BEGIN RECORDS FOR THIS TASK
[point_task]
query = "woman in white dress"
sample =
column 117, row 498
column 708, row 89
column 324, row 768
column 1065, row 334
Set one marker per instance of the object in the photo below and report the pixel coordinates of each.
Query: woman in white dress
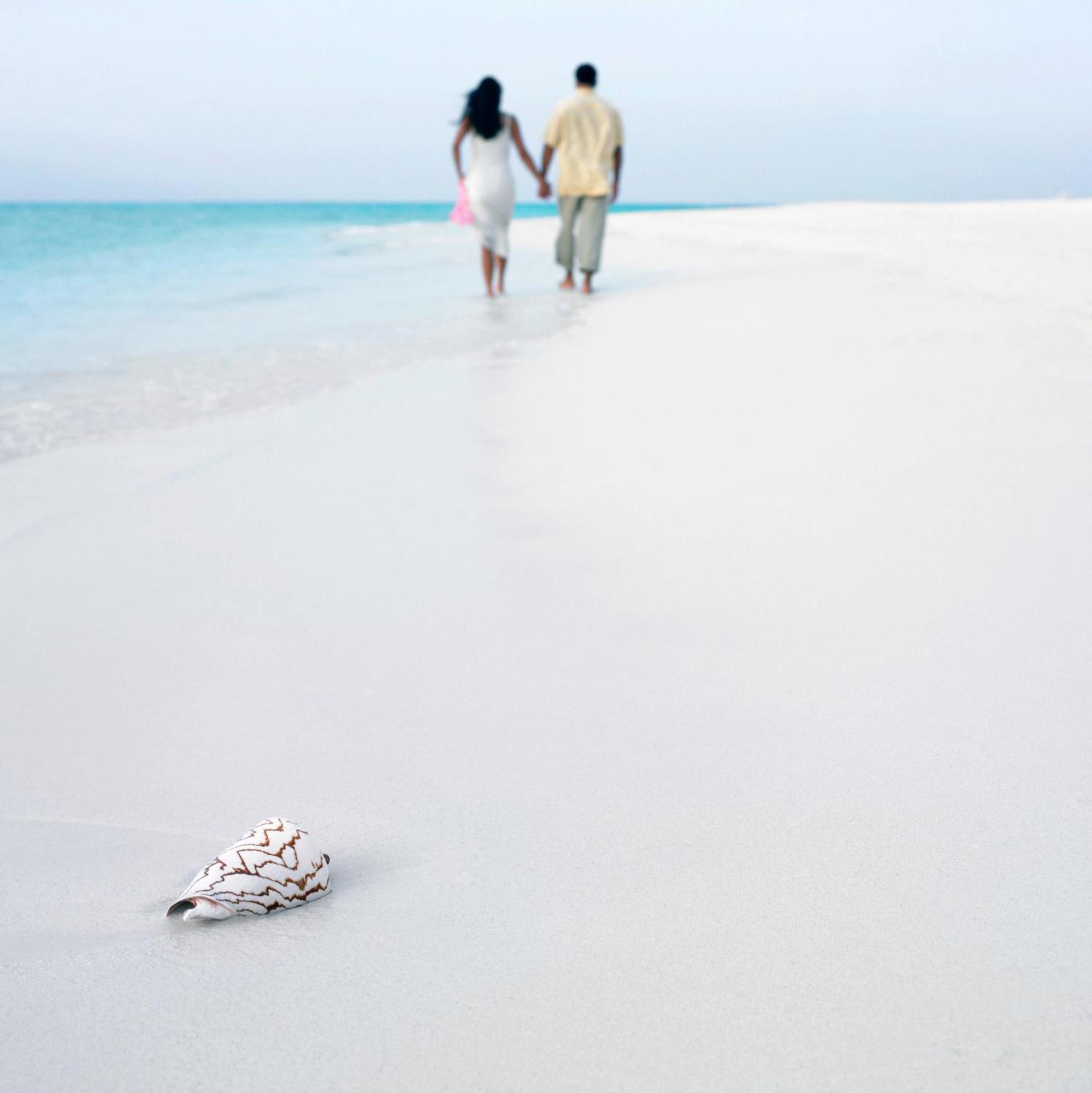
column 489, row 184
END RECORDS FOR THIS TASK
=== WORK TO COMPLETE ===
Transcribe the entries above verbatim, omitting their pictures.

=== RESPONSE AREA ===
[point_task]
query = "woman in white dress"
sample =
column 117, row 498
column 708, row 89
column 324, row 768
column 1065, row 334
Set one marker per instance of the object in the photo below and report the pixel coordinates of each.
Query: woman in white dress
column 489, row 184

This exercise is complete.